(Entries from a dataset)
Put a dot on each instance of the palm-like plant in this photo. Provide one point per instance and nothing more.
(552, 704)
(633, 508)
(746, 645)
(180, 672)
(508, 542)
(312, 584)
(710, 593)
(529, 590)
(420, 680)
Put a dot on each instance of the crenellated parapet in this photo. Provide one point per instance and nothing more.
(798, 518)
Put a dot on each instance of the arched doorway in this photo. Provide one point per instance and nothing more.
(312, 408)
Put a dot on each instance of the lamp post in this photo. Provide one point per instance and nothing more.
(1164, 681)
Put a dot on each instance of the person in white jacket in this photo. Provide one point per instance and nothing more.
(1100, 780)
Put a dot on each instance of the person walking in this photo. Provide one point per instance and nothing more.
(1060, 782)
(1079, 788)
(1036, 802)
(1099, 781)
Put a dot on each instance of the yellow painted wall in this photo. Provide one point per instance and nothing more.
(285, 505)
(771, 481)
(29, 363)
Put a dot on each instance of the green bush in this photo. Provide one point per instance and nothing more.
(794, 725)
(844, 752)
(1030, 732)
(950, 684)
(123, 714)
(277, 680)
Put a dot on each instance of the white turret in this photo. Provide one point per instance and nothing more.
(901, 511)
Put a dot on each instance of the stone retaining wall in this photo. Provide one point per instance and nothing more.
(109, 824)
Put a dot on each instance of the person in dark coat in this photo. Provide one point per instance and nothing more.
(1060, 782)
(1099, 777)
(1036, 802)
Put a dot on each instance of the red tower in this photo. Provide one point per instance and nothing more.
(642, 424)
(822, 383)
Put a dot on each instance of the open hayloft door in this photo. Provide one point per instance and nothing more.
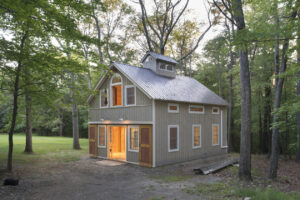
(145, 155)
(93, 140)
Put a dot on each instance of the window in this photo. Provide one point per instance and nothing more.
(101, 136)
(103, 98)
(215, 134)
(173, 108)
(215, 110)
(196, 136)
(130, 95)
(196, 109)
(133, 138)
(116, 88)
(173, 138)
(166, 67)
(169, 67)
(162, 66)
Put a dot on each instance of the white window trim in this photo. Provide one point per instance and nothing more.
(173, 126)
(101, 98)
(173, 111)
(111, 91)
(99, 136)
(200, 129)
(212, 134)
(129, 139)
(196, 112)
(216, 113)
(130, 86)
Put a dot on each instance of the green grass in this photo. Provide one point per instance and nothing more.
(221, 190)
(47, 150)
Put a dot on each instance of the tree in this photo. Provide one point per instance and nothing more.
(162, 22)
(236, 11)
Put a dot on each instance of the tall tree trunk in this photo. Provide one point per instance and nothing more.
(277, 101)
(74, 115)
(28, 105)
(15, 103)
(265, 142)
(245, 143)
(298, 93)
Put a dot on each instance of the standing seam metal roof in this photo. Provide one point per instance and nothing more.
(180, 88)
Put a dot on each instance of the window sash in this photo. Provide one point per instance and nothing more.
(196, 136)
(215, 134)
(102, 136)
(173, 138)
(130, 95)
(193, 109)
(133, 139)
(103, 98)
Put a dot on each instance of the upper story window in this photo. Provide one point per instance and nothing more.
(173, 138)
(130, 95)
(166, 67)
(173, 108)
(196, 109)
(116, 90)
(215, 134)
(215, 110)
(196, 136)
(103, 98)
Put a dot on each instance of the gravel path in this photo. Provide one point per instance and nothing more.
(91, 179)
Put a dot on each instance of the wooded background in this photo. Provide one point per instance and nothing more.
(53, 52)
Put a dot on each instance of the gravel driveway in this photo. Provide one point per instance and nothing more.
(101, 180)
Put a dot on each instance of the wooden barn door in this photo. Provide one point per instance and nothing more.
(93, 140)
(145, 155)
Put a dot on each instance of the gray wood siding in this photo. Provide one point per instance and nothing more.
(142, 111)
(185, 120)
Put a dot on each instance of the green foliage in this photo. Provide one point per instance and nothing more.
(47, 150)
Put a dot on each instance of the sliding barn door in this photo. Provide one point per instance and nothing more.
(93, 140)
(145, 155)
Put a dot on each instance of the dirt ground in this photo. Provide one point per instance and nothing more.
(89, 179)
(102, 179)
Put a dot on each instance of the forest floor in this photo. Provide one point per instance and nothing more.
(55, 171)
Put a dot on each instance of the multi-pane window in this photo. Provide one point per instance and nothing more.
(166, 67)
(173, 138)
(196, 136)
(116, 86)
(215, 134)
(133, 138)
(215, 110)
(102, 136)
(196, 109)
(103, 98)
(130, 95)
(173, 108)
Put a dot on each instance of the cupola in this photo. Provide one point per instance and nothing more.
(160, 64)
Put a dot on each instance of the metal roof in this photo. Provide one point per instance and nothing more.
(159, 57)
(180, 88)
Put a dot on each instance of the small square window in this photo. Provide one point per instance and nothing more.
(170, 67)
(215, 110)
(173, 108)
(196, 109)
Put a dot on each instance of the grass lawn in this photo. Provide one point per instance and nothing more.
(47, 149)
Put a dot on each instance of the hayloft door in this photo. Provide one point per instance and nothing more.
(93, 140)
(145, 153)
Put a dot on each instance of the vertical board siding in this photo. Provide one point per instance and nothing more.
(185, 120)
(141, 112)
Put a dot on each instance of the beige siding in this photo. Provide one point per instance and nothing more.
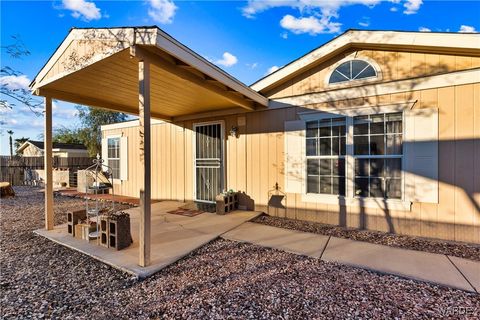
(393, 66)
(255, 158)
(32, 151)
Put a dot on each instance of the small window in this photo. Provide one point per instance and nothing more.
(352, 70)
(325, 148)
(377, 149)
(114, 156)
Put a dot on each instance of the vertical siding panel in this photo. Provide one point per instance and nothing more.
(280, 155)
(413, 218)
(464, 166)
(242, 157)
(154, 171)
(232, 162)
(446, 63)
(476, 161)
(403, 65)
(417, 65)
(389, 71)
(272, 131)
(180, 141)
(255, 159)
(189, 159)
(463, 63)
(475, 62)
(429, 217)
(250, 151)
(264, 164)
(432, 63)
(446, 163)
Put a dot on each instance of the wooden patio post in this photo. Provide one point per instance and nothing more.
(47, 147)
(145, 191)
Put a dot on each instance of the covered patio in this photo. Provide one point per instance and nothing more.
(172, 237)
(145, 72)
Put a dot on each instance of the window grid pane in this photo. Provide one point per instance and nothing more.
(114, 156)
(325, 156)
(352, 70)
(378, 155)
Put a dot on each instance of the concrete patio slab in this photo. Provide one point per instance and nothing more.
(429, 267)
(308, 244)
(470, 270)
(172, 237)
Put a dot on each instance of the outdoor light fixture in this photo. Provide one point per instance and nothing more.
(233, 131)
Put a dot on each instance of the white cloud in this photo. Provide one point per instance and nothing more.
(365, 22)
(310, 25)
(162, 11)
(466, 29)
(63, 111)
(272, 69)
(15, 82)
(412, 6)
(82, 9)
(319, 14)
(227, 60)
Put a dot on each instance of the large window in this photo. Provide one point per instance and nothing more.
(377, 148)
(376, 155)
(352, 70)
(326, 146)
(114, 156)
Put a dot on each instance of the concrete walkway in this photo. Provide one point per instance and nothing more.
(172, 237)
(435, 268)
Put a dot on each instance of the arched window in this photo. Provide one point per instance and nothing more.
(352, 70)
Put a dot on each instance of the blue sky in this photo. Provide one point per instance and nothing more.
(245, 38)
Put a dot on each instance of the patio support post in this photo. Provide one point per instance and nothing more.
(145, 159)
(48, 164)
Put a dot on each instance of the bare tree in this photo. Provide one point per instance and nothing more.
(17, 50)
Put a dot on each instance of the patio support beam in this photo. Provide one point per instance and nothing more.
(145, 159)
(181, 72)
(48, 164)
(93, 102)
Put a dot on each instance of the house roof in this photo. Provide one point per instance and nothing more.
(56, 145)
(431, 42)
(100, 67)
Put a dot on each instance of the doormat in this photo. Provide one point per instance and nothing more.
(186, 212)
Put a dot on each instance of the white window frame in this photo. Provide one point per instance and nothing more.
(119, 137)
(330, 157)
(350, 199)
(354, 82)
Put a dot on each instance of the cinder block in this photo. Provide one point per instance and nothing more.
(73, 218)
(119, 236)
(104, 231)
(226, 203)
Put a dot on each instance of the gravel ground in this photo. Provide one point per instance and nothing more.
(223, 279)
(457, 249)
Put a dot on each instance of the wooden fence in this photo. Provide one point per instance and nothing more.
(12, 169)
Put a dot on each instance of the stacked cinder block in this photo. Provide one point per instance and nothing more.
(115, 230)
(104, 231)
(73, 218)
(119, 230)
(227, 202)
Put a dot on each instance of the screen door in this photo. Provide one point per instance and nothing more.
(208, 161)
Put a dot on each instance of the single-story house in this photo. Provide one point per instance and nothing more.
(33, 148)
(374, 129)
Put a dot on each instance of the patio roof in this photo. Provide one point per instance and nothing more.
(99, 68)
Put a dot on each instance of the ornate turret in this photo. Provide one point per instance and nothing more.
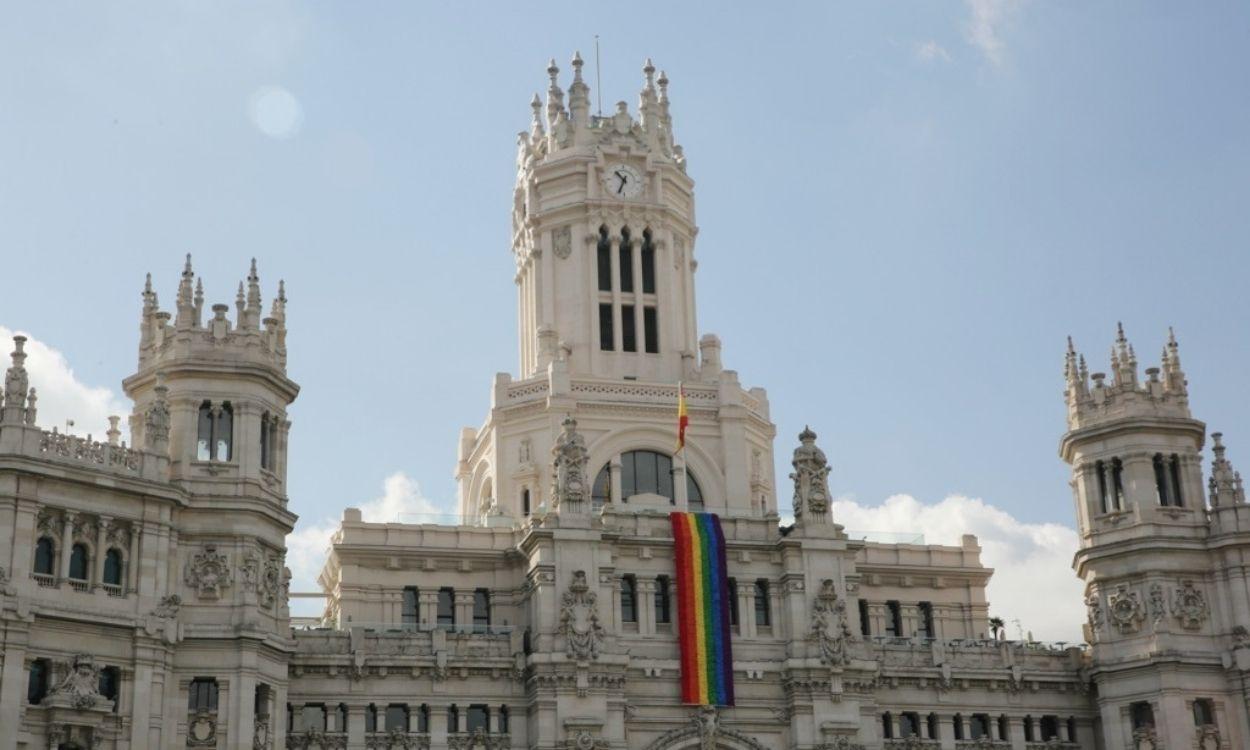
(214, 393)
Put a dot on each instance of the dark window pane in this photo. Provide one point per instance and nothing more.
(446, 606)
(604, 259)
(396, 718)
(411, 599)
(605, 328)
(79, 563)
(113, 568)
(629, 340)
(628, 475)
(626, 263)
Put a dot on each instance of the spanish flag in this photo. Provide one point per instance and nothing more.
(683, 418)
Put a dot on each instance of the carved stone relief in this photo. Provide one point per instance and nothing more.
(579, 620)
(208, 573)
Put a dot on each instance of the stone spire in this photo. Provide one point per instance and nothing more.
(16, 383)
(579, 95)
(648, 106)
(1225, 485)
(555, 95)
(185, 316)
(810, 480)
(254, 304)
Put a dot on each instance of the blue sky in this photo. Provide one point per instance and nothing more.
(903, 208)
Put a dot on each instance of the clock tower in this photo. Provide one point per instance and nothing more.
(603, 236)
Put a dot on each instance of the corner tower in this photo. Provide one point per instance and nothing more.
(603, 236)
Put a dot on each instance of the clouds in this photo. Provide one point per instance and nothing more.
(931, 51)
(1033, 578)
(61, 395)
(308, 545)
(985, 26)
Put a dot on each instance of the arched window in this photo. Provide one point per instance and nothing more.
(45, 556)
(223, 433)
(204, 433)
(645, 471)
(113, 566)
(79, 561)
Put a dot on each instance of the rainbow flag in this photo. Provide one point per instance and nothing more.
(703, 609)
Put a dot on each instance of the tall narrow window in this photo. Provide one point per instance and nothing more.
(478, 718)
(626, 261)
(650, 330)
(926, 620)
(1174, 465)
(629, 599)
(396, 718)
(605, 328)
(411, 600)
(446, 608)
(264, 441)
(604, 260)
(113, 568)
(223, 433)
(1161, 488)
(629, 331)
(481, 610)
(1118, 484)
(648, 263)
(663, 601)
(763, 609)
(36, 681)
(203, 695)
(110, 684)
(894, 619)
(80, 561)
(45, 556)
(204, 433)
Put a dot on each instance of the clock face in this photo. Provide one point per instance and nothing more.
(621, 180)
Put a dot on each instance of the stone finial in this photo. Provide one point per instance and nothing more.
(570, 490)
(810, 480)
(16, 384)
(1225, 485)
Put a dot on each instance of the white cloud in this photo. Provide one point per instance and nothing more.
(931, 51)
(985, 25)
(61, 395)
(1033, 578)
(306, 546)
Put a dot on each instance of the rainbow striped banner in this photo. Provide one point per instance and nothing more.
(703, 609)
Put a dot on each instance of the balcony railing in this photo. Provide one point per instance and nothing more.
(396, 739)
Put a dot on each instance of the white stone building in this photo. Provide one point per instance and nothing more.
(144, 598)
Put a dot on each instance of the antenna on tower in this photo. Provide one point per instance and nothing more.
(599, 83)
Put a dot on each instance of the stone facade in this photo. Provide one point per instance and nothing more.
(144, 594)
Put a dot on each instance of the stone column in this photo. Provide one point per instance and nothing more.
(614, 478)
(946, 731)
(100, 540)
(133, 561)
(1015, 733)
(614, 255)
(66, 545)
(356, 725)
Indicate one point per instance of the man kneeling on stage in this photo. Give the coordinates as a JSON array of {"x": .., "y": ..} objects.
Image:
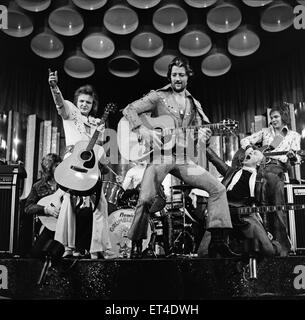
[{"x": 241, "y": 185}]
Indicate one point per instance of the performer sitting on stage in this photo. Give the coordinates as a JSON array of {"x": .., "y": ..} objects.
[
  {"x": 79, "y": 124},
  {"x": 241, "y": 184},
  {"x": 42, "y": 188},
  {"x": 176, "y": 102},
  {"x": 272, "y": 171}
]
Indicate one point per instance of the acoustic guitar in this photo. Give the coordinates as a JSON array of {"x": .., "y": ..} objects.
[
  {"x": 79, "y": 172},
  {"x": 133, "y": 148}
]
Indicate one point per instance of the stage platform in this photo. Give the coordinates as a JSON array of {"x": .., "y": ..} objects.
[{"x": 181, "y": 278}]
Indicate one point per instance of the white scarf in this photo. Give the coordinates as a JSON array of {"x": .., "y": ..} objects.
[{"x": 251, "y": 180}]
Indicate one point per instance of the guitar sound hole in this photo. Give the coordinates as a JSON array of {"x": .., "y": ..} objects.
[{"x": 86, "y": 155}]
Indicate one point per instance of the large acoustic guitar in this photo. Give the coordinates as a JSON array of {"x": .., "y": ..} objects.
[
  {"x": 79, "y": 172},
  {"x": 133, "y": 148},
  {"x": 54, "y": 200}
]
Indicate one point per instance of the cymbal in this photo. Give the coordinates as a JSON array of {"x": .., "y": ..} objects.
[{"x": 182, "y": 187}]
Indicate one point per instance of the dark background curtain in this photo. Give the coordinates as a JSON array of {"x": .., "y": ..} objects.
[{"x": 239, "y": 95}]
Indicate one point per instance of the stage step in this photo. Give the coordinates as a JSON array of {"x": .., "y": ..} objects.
[{"x": 181, "y": 278}]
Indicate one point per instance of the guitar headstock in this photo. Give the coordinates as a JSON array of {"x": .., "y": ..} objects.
[
  {"x": 110, "y": 107},
  {"x": 301, "y": 153},
  {"x": 229, "y": 125}
]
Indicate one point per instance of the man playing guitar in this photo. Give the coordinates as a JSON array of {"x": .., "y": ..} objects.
[
  {"x": 42, "y": 188},
  {"x": 175, "y": 102},
  {"x": 80, "y": 125},
  {"x": 279, "y": 139}
]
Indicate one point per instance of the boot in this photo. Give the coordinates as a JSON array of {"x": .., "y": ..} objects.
[
  {"x": 219, "y": 245},
  {"x": 149, "y": 253},
  {"x": 136, "y": 249}
]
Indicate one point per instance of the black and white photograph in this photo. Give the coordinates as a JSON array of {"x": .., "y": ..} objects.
[{"x": 152, "y": 153}]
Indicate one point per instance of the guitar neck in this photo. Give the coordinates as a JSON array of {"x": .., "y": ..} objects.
[
  {"x": 264, "y": 209},
  {"x": 276, "y": 153},
  {"x": 96, "y": 133},
  {"x": 212, "y": 126}
]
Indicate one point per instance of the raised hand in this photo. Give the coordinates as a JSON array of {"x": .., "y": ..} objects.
[{"x": 53, "y": 78}]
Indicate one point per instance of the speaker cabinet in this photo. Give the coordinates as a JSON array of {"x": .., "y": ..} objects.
[
  {"x": 296, "y": 218},
  {"x": 11, "y": 179}
]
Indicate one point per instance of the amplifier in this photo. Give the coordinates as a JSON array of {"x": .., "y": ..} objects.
[
  {"x": 295, "y": 194},
  {"x": 11, "y": 178}
]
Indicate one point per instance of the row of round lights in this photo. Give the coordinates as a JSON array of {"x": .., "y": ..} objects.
[{"x": 168, "y": 19}]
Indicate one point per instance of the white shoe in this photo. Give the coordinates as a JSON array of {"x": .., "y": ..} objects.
[
  {"x": 68, "y": 253},
  {"x": 96, "y": 255}
]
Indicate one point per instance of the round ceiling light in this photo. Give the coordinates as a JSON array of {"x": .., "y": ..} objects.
[
  {"x": 224, "y": 18},
  {"x": 18, "y": 23},
  {"x": 66, "y": 21},
  {"x": 161, "y": 64},
  {"x": 90, "y": 4},
  {"x": 34, "y": 5},
  {"x": 79, "y": 66},
  {"x": 277, "y": 17},
  {"x": 146, "y": 44},
  {"x": 121, "y": 20},
  {"x": 47, "y": 45},
  {"x": 243, "y": 43},
  {"x": 216, "y": 64},
  {"x": 195, "y": 43},
  {"x": 200, "y": 3},
  {"x": 257, "y": 3},
  {"x": 143, "y": 4},
  {"x": 124, "y": 65},
  {"x": 170, "y": 19},
  {"x": 97, "y": 45}
]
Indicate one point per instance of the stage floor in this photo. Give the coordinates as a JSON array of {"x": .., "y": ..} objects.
[{"x": 181, "y": 278}]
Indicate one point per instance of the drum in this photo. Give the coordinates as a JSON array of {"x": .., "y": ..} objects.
[
  {"x": 119, "y": 223},
  {"x": 113, "y": 191}
]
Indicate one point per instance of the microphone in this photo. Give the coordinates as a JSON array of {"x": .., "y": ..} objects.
[{"x": 52, "y": 83}]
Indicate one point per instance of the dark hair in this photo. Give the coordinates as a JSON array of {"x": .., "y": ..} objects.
[
  {"x": 47, "y": 163},
  {"x": 283, "y": 111},
  {"x": 87, "y": 89},
  {"x": 180, "y": 62}
]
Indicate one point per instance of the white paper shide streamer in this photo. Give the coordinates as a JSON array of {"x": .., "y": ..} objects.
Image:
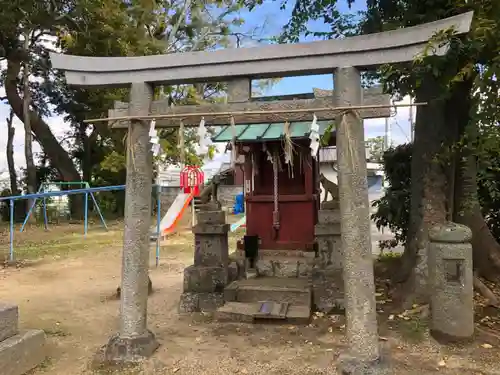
[
  {"x": 314, "y": 137},
  {"x": 154, "y": 139},
  {"x": 204, "y": 140}
]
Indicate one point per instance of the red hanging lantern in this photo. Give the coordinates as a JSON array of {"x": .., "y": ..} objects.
[{"x": 191, "y": 179}]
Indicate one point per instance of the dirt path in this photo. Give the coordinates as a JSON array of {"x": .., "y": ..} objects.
[{"x": 71, "y": 299}]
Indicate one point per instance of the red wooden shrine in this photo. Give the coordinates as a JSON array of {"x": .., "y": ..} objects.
[{"x": 297, "y": 198}]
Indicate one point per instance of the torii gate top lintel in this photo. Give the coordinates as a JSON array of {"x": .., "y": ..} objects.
[{"x": 362, "y": 52}]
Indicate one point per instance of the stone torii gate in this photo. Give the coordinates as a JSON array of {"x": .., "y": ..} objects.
[{"x": 345, "y": 59}]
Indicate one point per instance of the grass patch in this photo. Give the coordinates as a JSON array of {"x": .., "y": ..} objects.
[
  {"x": 59, "y": 240},
  {"x": 414, "y": 330}
]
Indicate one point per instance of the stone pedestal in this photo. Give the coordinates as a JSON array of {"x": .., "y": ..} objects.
[
  {"x": 451, "y": 282},
  {"x": 205, "y": 280},
  {"x": 327, "y": 234},
  {"x": 19, "y": 351}
]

§ **WORK TO DO**:
Update the data from the line with "Indicate one point per instance of the stone pedestal" up to and including the last line of the data, replacing "stone pedestal" with "stone plinth" and keeping everything else the same.

§ **ANSWER IN FULL**:
Indicate one point per instance of the stone plinth in this photo. Give the coordinates as a JSON array of {"x": .., "y": ..} objects.
[
  {"x": 451, "y": 282},
  {"x": 205, "y": 280},
  {"x": 327, "y": 234},
  {"x": 19, "y": 351}
]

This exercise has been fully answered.